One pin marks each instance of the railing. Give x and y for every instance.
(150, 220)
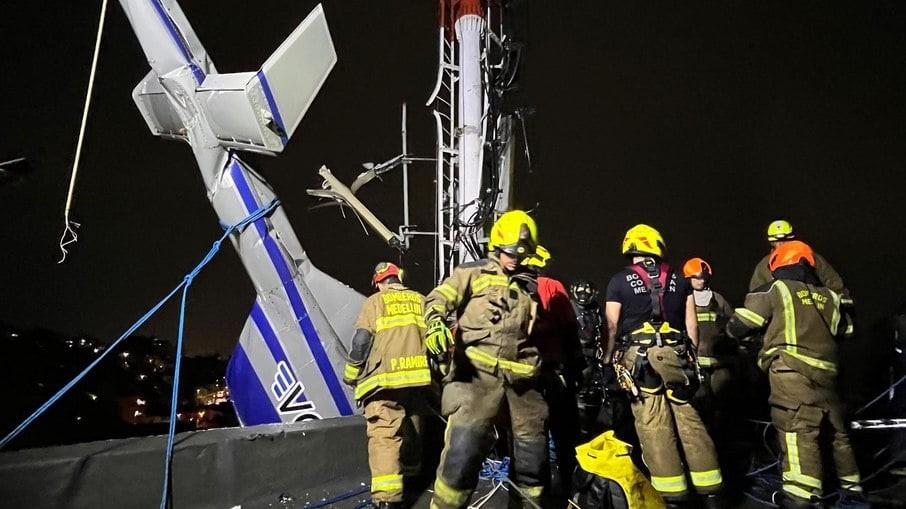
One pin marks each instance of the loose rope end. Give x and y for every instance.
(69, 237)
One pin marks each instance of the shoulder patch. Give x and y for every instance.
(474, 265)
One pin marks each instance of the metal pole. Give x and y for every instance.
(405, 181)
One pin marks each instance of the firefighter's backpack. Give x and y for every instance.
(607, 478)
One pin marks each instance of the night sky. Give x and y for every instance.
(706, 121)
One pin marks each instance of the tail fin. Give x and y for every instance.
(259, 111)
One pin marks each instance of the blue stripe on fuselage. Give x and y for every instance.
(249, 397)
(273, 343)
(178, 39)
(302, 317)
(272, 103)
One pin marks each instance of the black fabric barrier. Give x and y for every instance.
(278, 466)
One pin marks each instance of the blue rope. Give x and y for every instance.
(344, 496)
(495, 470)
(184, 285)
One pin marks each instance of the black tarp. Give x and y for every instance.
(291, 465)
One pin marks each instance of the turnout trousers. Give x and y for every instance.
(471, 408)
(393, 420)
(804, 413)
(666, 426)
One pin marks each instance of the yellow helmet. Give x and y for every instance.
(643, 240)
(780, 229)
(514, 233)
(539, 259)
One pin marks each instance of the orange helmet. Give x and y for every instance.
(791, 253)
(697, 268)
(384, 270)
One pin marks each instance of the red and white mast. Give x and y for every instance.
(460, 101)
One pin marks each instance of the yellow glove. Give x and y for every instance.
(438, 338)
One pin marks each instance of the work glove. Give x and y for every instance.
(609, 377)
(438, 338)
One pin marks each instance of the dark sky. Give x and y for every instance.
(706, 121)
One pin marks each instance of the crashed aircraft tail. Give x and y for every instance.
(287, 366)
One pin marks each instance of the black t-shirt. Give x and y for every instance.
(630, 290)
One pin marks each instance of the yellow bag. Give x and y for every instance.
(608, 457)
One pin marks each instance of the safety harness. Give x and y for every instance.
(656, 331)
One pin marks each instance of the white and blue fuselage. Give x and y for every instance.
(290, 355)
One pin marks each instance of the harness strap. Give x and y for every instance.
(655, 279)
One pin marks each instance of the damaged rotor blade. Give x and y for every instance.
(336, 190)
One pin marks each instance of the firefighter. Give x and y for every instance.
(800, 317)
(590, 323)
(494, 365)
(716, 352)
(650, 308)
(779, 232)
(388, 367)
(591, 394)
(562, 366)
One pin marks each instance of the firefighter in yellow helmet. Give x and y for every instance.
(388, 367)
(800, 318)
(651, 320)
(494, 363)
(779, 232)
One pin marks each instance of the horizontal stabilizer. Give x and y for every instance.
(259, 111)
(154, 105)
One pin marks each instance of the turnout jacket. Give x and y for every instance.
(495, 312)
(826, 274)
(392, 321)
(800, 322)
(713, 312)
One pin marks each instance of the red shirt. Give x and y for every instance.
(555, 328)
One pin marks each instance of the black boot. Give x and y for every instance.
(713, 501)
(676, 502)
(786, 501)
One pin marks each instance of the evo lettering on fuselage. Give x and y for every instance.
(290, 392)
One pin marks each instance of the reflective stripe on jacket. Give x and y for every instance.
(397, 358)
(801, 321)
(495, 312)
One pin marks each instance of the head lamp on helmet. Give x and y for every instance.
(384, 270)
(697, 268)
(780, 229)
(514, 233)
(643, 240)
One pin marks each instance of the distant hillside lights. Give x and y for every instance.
------------------------------
*WORK TO COMPLETE*:
Please retype the listing exactly, leaving out any images.

*REPLY*:
One pin marks each instance of the railing. Give x and y for every instance.
(150, 220)
One pin marks each instance of the loose rope end. Give x and y for every instance.
(69, 237)
One pin marks each instance of the shoulder patch. Give x and y for every instance.
(474, 265)
One pin marks each instance of the metal pole. Give x and y for every instance.
(405, 181)
One pin marks each instance of the firefighter's backpack. Give x and y for every instance.
(607, 478)
One pin marks each instance of the night sky. Give x and y for every instance.
(706, 121)
One pin marks each instance of the tail fin. Give x and y for every instance.
(259, 111)
One pin marks each instance of the blue stripe on fuselage. Give x and y for every instance.
(249, 397)
(273, 343)
(178, 39)
(302, 317)
(272, 103)
One pin marks each instance of the black fabric barrier. Give x and y for every instance.
(278, 466)
One pin marks each instance of the blue rope. Give x and y for every instance.
(344, 496)
(495, 470)
(184, 285)
One pin marks each instance of the black tarp. Give x and y for every instance.
(291, 465)
One pin marks each instance of the turnout trousers. Give x and y for every instance.
(471, 408)
(393, 420)
(804, 413)
(666, 426)
One pin marks each instance of the yellow helmet. Give x and y for every instance.
(643, 240)
(780, 229)
(514, 233)
(539, 259)
One pin marks each instance of the orange helmet. Give x and y for every instance.
(791, 253)
(697, 268)
(384, 270)
One pin marks each instance of the red and white mast. Give x and y for every instance.
(460, 101)
One pin marks each instance of the yellow glove. Give x and y for every instance.
(438, 338)
One pin marks each instance of the work glove. Give x and y for every instance.
(609, 377)
(438, 338)
One pin marks each instance of the dark sky. Give x and y for every instance.
(706, 121)
One pin marks each instance of the crashed aircraft tail. Give x and y for every instance.
(287, 366)
One pin marks each instance of the black t-shirt. Give x and y for every instance.
(630, 290)
One pin marks each instance of the yellow bag. Give x and y for every instance.
(608, 457)
One pin marks each instance of the safety harness. Give x and y for every instance.
(656, 331)
One pin marks each instance of the white and blue fuselage. Give x and y for every instance.
(290, 355)
One pin marks each instance of the harness strap. Give x and y for every instance.
(655, 279)
One pin marks each instance of the damaged rotor blade. Give x and y for every instance.
(336, 190)
One pin marks each instance of the firefighter. Give x and y for every instance.
(800, 317)
(590, 323)
(494, 365)
(716, 352)
(650, 308)
(779, 232)
(388, 367)
(591, 394)
(562, 366)
One pin marks each instance of the firefighter in yellow helmet. Give x and y for every instance.
(388, 367)
(800, 318)
(651, 320)
(494, 363)
(779, 232)
One pin marks each instance of the horizontal stabilizer. Give x and y for every instance.
(259, 111)
(154, 105)
One pin marks each instance of the turnout jacket. Give x and y for every instance.
(495, 312)
(826, 274)
(392, 321)
(800, 322)
(713, 312)
One pin marks each instance of the red shirt. Give x and y for every instance.
(555, 328)
One pin marks each instance of the black boot. Give x and y for every instance.
(713, 501)
(676, 502)
(786, 501)
One pin marks each instance of the evo lettering on fuselage. Give x and y for every instance.
(290, 392)
One pin marks each instance of the reflective stripe on jacket. Give x and y for every instance.
(397, 358)
(801, 321)
(495, 312)
One pin marks each instance of the head lamp on helmet. Give x and y for every instance.
(384, 270)
(697, 268)
(780, 229)
(514, 233)
(643, 240)
One pin marks each instance of the distant hillside lights. Give x and y for every instance.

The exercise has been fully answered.